**Task item:** Only the lines that hold "wooden" should be in the answer, each copied from the data below.

**Supplied information:**
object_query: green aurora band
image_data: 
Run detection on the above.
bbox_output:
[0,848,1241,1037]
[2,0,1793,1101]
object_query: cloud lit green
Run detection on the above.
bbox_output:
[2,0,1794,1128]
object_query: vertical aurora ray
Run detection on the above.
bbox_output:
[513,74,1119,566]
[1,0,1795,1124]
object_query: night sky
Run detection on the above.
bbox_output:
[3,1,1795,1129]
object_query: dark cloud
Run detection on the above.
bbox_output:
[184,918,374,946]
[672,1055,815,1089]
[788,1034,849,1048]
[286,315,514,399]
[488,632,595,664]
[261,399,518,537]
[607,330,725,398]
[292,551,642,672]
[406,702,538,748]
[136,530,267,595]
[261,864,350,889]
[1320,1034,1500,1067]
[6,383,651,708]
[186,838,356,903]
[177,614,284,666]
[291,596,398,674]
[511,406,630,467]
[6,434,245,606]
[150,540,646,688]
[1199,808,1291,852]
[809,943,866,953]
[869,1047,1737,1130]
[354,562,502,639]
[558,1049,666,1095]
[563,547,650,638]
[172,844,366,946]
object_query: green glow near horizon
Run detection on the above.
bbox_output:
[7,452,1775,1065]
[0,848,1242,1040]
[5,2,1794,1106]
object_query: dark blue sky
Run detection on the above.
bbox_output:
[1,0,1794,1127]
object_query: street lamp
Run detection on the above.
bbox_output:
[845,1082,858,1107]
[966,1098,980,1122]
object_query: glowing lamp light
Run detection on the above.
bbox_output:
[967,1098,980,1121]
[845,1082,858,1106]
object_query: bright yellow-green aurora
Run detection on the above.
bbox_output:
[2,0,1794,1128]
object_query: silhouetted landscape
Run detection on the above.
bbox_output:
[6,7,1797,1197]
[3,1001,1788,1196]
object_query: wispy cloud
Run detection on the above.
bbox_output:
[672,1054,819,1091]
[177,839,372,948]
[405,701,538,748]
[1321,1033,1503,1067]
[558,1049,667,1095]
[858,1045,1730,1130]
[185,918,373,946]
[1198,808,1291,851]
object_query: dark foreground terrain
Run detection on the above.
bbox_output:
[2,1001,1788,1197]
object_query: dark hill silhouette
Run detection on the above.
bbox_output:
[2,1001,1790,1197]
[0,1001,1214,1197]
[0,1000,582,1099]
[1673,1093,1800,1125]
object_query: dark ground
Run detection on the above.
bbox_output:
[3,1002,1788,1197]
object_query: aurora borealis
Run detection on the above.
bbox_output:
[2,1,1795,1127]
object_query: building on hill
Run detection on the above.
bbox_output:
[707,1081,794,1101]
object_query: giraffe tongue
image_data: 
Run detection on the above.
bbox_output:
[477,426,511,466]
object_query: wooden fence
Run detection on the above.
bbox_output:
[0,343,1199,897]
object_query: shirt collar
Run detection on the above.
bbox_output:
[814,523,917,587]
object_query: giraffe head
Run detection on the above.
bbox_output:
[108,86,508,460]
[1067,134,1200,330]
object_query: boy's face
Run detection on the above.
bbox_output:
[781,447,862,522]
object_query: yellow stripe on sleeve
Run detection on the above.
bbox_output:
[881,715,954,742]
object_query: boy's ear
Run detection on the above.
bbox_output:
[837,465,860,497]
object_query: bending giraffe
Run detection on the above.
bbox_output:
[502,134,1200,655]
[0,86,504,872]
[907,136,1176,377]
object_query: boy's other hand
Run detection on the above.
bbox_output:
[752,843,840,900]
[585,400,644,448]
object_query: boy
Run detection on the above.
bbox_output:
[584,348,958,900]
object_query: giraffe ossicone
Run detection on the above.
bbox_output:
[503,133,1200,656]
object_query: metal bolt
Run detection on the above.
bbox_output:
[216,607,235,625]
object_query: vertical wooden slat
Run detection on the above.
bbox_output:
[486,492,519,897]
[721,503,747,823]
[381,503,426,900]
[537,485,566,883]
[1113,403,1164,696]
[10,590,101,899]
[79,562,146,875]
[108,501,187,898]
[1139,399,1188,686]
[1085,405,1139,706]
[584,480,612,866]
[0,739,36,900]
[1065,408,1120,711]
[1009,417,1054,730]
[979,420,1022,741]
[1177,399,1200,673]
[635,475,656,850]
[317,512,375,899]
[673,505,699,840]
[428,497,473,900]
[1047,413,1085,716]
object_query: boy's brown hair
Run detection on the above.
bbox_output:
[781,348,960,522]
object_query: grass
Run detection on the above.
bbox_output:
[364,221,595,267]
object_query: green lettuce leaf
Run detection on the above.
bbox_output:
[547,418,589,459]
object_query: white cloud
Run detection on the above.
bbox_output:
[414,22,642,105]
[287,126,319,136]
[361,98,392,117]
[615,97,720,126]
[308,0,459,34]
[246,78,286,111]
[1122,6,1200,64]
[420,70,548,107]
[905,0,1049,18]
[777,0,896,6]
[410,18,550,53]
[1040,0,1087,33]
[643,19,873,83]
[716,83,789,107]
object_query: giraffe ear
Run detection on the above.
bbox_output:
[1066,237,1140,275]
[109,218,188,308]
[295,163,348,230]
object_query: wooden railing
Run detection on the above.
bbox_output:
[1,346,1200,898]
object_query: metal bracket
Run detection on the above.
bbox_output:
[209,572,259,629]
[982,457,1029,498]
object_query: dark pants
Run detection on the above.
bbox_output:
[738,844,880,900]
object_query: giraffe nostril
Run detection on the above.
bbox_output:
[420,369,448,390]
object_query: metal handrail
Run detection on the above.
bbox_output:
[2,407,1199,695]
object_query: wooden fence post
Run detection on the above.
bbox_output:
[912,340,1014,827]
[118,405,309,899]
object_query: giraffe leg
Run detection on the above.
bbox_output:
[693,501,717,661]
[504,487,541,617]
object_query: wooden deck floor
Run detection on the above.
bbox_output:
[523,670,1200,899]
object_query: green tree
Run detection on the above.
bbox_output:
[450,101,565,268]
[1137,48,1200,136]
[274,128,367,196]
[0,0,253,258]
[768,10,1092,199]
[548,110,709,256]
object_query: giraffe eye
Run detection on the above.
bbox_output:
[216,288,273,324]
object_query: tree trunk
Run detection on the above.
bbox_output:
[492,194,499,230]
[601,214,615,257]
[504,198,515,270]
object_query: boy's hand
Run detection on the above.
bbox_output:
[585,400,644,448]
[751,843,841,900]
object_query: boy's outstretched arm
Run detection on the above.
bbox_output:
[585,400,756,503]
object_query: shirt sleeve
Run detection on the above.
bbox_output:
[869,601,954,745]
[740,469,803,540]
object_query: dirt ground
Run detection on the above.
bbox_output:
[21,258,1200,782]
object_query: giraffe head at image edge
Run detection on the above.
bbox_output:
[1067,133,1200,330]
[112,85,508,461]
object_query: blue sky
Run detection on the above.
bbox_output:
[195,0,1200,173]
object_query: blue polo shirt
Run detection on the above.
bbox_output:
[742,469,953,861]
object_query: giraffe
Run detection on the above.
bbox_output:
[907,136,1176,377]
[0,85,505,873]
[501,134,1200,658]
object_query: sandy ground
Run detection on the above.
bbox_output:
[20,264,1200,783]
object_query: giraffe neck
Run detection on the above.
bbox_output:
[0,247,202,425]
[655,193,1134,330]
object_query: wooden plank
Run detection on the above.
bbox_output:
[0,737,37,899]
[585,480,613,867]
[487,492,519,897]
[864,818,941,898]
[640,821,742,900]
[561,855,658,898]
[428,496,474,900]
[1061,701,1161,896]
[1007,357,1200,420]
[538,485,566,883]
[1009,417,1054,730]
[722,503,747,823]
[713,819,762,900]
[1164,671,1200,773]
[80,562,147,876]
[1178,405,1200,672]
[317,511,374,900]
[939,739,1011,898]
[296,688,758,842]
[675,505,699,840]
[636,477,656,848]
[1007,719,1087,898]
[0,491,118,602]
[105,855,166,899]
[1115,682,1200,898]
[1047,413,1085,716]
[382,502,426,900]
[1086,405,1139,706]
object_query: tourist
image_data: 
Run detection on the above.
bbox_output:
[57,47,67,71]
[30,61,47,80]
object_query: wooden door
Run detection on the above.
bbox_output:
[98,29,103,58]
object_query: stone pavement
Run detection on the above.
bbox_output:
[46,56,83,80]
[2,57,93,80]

**Response box:**
object_query: wooden fence
object_query: vertical wooden slat
object_query: wooden railing
object_query: wooden fence post
object_query: wooden deck floor
object_query: wooden plank
object_query: wooden door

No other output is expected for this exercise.